::: Page :::

# Looking for Australian partner to run our business 'down under'



## Rudi L. (Jun 16, 2013)

It is always difficult to make something sound legit - among all of the crazy postings about 'easy to make lots of money'. Making money always takes time and commitment.

Having said that: are you a driven individual who wants to run a nice business from home - without any investment?

We have developed a website for online sales of prescription glasses. This is quite successful. Glasses are expensive in an optician shop, and a customer can save 80%+ by buying online.
Now we would like to expand to Australia, and are looking for someone as our one and only partner there.

Drop me a line and I will send a lot of detail about our company and concept.


----------



## djjase (Jul 3, 2013)

why not just sell them online? most Australians are now buying stuff online.


----------



## Rudi L. (Jun 16, 2013)

djjase said:


> why not just sell them online? most Australians are now buying stuff online.


Sure - that is exactly what a website does. But one needs to be able to provide local support for import, distribution, returns, customers questions and the like. Also promotion in the local context is required.

These are all things which cannot be done 'remote control'. Which is why we are looking for a local partner.


----------



## robboat (Jun 12, 2012)

Rudi L. said:


> It is always difficult to make something sound legit - among all of the crazy postings about 'easy to make lots of money'. Making money always takes time and commitment.
> Having said that: are you a driven individual who wants to run a nice business from home - without any investment?

::: Record list :::

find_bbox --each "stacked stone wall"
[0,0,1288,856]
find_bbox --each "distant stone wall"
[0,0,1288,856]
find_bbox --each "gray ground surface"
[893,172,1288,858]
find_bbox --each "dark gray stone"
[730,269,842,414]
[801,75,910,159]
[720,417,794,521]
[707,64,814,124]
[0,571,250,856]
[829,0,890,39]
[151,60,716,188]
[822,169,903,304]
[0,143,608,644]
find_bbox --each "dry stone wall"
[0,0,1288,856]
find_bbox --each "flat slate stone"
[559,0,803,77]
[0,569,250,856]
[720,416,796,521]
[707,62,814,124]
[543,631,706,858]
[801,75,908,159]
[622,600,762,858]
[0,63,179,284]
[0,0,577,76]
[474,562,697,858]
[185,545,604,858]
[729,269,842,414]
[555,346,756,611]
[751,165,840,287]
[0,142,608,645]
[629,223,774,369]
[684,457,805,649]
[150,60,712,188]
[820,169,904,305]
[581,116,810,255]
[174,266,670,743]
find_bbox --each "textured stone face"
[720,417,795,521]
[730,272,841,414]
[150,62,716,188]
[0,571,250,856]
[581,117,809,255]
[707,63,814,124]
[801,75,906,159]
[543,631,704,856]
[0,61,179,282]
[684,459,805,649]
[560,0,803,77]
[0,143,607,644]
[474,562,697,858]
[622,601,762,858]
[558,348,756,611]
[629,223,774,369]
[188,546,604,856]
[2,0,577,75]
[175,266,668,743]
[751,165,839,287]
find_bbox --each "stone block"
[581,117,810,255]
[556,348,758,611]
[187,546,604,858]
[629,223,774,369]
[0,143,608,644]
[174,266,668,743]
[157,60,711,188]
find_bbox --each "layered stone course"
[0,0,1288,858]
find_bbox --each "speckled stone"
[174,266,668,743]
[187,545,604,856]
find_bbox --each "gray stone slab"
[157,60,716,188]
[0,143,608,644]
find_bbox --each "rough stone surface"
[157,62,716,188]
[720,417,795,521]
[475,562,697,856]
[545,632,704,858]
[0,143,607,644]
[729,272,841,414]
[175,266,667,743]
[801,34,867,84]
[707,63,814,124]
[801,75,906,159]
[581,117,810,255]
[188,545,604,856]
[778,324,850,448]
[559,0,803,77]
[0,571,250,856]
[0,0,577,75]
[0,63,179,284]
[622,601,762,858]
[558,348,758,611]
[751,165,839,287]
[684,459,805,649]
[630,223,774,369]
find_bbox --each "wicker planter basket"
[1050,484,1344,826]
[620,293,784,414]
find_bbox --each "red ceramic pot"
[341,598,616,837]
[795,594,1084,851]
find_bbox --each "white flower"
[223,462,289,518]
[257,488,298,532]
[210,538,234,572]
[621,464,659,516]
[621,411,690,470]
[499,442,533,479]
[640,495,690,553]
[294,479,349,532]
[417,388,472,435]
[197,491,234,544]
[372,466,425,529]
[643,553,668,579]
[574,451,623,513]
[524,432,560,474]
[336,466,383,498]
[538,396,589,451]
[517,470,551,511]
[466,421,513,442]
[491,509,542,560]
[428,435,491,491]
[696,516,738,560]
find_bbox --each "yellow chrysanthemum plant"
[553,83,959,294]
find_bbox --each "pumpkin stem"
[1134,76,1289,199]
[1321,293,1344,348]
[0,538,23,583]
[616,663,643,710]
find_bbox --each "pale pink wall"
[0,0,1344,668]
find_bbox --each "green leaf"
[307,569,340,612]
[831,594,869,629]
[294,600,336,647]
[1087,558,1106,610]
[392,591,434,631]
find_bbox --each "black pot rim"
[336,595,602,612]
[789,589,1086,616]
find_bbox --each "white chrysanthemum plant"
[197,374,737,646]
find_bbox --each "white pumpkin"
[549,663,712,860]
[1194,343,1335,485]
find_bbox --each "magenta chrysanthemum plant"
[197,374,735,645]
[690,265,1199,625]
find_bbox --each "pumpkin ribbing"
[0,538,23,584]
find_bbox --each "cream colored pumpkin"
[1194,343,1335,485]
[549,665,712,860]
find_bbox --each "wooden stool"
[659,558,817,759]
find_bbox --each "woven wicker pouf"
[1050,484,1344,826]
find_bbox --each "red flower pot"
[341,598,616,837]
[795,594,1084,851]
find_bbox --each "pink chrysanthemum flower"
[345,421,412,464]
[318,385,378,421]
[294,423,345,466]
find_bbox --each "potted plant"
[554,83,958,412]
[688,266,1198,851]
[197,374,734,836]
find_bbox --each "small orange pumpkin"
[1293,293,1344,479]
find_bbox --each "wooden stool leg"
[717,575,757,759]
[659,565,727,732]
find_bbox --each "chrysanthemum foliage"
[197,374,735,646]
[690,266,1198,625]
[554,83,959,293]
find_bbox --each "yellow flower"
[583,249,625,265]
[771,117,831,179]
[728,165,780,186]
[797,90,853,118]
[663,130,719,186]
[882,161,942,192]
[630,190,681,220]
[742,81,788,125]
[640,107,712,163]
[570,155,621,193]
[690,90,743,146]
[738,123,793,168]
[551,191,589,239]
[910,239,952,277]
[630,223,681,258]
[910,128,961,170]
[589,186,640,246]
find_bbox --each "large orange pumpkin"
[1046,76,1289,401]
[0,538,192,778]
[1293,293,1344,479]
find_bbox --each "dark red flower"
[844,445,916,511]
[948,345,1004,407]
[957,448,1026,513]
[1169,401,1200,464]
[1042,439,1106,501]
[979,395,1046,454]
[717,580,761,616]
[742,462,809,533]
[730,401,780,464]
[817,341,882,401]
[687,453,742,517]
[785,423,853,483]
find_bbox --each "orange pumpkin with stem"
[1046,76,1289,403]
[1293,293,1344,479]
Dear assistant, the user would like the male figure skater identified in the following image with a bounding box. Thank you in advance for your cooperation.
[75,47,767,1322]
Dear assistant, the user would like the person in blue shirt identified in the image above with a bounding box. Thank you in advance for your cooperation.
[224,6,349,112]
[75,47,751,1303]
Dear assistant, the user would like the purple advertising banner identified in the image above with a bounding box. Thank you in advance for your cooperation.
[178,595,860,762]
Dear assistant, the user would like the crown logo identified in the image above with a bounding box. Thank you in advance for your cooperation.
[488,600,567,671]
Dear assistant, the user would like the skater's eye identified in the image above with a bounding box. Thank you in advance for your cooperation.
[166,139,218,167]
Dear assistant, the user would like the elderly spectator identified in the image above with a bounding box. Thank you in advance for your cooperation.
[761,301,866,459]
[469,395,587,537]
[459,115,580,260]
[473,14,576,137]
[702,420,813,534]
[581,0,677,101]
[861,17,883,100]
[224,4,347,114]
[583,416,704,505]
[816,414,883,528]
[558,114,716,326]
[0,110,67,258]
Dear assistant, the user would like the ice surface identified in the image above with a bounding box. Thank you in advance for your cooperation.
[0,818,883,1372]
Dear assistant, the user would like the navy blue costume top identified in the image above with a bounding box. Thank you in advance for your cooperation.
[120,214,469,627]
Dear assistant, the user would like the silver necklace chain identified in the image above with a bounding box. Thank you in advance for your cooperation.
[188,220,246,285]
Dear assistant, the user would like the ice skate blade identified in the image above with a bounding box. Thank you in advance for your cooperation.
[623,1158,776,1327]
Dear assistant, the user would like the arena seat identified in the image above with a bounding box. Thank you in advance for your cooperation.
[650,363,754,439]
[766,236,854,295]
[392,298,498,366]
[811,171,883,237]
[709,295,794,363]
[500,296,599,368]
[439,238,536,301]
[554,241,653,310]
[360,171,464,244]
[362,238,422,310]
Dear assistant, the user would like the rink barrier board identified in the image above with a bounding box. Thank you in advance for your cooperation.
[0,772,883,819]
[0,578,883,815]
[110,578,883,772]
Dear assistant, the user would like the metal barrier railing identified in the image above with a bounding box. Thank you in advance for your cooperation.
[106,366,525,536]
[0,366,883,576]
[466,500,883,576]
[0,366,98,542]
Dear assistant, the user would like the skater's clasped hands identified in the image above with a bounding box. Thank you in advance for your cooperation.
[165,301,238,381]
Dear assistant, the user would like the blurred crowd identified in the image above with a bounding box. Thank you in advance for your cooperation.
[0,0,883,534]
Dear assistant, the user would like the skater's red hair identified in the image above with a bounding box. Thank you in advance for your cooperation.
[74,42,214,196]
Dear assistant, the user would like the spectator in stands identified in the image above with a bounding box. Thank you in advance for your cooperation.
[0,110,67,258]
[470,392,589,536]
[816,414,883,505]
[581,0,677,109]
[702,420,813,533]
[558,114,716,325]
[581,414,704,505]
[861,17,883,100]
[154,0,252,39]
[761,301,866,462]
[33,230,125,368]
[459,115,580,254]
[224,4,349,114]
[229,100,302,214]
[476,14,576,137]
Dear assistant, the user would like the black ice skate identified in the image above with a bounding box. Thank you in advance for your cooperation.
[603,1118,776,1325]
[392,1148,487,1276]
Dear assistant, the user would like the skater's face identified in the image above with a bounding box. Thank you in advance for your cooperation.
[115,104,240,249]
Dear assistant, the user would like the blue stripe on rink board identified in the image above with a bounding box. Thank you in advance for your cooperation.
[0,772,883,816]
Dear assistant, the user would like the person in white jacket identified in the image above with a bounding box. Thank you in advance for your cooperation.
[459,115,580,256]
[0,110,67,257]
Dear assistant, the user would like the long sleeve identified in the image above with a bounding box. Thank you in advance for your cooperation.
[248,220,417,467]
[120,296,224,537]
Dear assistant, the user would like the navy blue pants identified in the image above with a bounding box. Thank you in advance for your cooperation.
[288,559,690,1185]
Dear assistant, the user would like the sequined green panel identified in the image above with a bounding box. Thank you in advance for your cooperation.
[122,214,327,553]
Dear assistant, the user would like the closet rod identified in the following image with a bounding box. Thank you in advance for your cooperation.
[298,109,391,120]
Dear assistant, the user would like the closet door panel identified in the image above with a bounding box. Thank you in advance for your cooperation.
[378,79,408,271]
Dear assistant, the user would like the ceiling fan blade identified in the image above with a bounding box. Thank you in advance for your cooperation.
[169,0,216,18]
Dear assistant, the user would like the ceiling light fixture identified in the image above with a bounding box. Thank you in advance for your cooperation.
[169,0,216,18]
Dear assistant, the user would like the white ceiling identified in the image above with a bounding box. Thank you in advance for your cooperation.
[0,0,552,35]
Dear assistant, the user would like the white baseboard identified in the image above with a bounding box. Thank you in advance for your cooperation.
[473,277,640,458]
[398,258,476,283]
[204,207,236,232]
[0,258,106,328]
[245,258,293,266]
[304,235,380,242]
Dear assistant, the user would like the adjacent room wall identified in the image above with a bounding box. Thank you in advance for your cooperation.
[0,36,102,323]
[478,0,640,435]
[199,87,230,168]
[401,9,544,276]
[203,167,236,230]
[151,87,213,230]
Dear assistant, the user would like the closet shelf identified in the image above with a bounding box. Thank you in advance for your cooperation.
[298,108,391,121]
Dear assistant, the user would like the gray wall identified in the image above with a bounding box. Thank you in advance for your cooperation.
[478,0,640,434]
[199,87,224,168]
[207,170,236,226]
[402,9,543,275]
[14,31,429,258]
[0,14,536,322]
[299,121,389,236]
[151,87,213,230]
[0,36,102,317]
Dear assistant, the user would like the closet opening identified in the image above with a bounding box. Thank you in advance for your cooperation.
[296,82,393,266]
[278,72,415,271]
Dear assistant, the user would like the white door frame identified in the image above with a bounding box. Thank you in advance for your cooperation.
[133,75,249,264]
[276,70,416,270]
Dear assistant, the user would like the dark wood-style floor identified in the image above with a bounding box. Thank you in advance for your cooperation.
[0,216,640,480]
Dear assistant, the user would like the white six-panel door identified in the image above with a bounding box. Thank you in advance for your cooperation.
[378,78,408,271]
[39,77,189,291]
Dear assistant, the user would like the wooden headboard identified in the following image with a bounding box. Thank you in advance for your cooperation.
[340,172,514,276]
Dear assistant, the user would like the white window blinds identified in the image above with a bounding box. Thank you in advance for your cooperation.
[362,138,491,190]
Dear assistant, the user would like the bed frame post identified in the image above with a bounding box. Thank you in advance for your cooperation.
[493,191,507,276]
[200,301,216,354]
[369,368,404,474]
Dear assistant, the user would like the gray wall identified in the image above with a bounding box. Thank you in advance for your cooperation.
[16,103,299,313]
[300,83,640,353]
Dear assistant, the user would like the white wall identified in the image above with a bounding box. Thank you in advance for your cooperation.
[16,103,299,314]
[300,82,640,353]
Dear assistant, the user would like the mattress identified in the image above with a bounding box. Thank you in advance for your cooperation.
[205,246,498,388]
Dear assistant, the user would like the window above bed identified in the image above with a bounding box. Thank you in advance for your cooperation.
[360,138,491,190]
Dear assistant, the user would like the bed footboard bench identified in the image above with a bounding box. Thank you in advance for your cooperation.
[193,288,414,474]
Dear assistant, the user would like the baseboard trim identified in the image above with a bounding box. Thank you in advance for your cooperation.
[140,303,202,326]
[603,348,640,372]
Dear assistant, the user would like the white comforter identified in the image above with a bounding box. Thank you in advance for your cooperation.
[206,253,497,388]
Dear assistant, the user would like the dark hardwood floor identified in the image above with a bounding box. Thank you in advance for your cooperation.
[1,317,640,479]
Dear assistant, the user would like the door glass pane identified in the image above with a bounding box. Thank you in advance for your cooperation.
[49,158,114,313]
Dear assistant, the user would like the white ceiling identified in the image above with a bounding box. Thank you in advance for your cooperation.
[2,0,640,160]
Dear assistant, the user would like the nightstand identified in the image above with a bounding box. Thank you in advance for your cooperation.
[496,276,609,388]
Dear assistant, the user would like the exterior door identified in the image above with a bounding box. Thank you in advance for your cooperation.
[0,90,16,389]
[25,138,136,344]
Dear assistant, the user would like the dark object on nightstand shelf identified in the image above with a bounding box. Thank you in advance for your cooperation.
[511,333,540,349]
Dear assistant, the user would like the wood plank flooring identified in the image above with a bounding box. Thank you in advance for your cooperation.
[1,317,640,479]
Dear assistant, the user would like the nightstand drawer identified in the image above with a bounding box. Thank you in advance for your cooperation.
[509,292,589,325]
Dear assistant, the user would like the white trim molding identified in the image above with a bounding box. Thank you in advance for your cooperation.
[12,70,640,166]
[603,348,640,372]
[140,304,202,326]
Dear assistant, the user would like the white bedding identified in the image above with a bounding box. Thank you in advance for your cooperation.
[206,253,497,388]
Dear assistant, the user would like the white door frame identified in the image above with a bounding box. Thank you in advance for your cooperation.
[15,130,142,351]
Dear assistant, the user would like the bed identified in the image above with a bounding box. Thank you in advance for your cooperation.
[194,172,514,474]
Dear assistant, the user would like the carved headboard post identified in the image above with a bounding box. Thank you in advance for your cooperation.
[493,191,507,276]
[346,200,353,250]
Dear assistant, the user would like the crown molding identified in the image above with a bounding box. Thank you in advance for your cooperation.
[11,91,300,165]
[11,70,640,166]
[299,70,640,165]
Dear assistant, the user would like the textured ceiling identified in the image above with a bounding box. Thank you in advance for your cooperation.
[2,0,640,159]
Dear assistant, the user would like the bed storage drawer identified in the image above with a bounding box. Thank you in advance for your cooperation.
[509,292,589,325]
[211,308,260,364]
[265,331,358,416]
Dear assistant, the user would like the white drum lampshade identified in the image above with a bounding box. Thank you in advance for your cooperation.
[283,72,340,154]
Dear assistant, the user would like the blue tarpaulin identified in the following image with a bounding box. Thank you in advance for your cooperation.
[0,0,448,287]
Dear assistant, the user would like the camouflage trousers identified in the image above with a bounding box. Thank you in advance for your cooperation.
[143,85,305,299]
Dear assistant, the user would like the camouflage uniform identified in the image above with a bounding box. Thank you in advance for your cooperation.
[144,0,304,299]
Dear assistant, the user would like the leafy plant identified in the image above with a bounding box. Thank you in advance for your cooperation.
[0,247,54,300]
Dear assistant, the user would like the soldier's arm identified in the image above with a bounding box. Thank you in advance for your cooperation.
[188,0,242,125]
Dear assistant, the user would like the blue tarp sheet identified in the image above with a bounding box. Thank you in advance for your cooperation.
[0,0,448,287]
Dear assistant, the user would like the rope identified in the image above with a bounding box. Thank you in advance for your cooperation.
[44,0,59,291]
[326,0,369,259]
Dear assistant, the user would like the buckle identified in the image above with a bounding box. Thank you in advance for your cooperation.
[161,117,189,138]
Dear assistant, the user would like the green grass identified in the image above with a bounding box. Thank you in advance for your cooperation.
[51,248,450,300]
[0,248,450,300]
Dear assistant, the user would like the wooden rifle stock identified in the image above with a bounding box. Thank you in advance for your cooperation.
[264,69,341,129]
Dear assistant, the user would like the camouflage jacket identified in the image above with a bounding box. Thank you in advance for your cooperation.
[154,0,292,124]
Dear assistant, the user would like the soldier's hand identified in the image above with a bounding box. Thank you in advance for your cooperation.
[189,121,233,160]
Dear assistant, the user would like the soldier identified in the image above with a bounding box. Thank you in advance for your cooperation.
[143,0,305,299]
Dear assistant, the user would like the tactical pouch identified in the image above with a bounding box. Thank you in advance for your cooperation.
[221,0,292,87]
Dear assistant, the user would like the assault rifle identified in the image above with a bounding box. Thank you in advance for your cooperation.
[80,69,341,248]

:::

## Written instruction 1
Could you convert the region labeling rows into a numbered list, starting with the line that contains "Dear assistant, the user would like the closet shelf" and going on through the line that contains "[278,72,415,271]", with blank lines left out?
## Written instruction 2
Can you carry on the forum thread about finding an Australian partner for the online prescription glasses business from where it stops?

## Task result 1
1. Dear assistant, the user would like the closet shelf identified in the image above with a bounding box. Thank you in advance for your cooperation.
2. [298,108,391,121]
3. Dear assistant, the user would like the gray wall identified in the image above with a bounding box. Thank you in advance for your cooperation.
4. [478,0,640,434]
5. [199,87,224,168]
6. [207,170,236,226]
7. [402,9,543,275]
8. [14,31,429,258]
9. [0,14,536,322]
10. [299,121,389,236]
11. [151,87,213,230]
12. [0,36,102,317]
13. Dear assistant, the user would like the closet opening identified in the image above with a bounding box. Thank you in advance for your cooperation.
14. [296,82,393,266]
15. [278,72,415,271]

## Task result 2
> We have developed a website for online sales of prescription glasses. This is quite successful. Glasses are expensive in an optician shop, and a customer can save 80%+ by buying online.
> Now we would like to expand to Australia, and are looking for someone as our one and only partner there.
> Drop me a line and I will send a lot of detail about our company and concept.


This is a growth industry for the immediate future.....

So many people peering into computer screens and tiny smartphones...
I read that vision problems would be widespread amongst the current 14 - 25 yr olds later as they have spent so much time in front of the PC....

Nobody with drive and ambition interested.....?


----------



## rebeccaf (Jun 21, 2013)

Hey I am interested. Pm me with more information if you could. Thanks


----------



## Rudi L. (Jun 16, 2013)

Sweet. They do not let me use the PM service.

my mail is r.lveld and I'm using the gmail system. Maybe you can contact me there.

Or look at post australiaglasses on blogspot.

Thanks.


----------



## vishalverma (Jul 4, 2013)

Sounds good, I am interested and want to know more about your online business.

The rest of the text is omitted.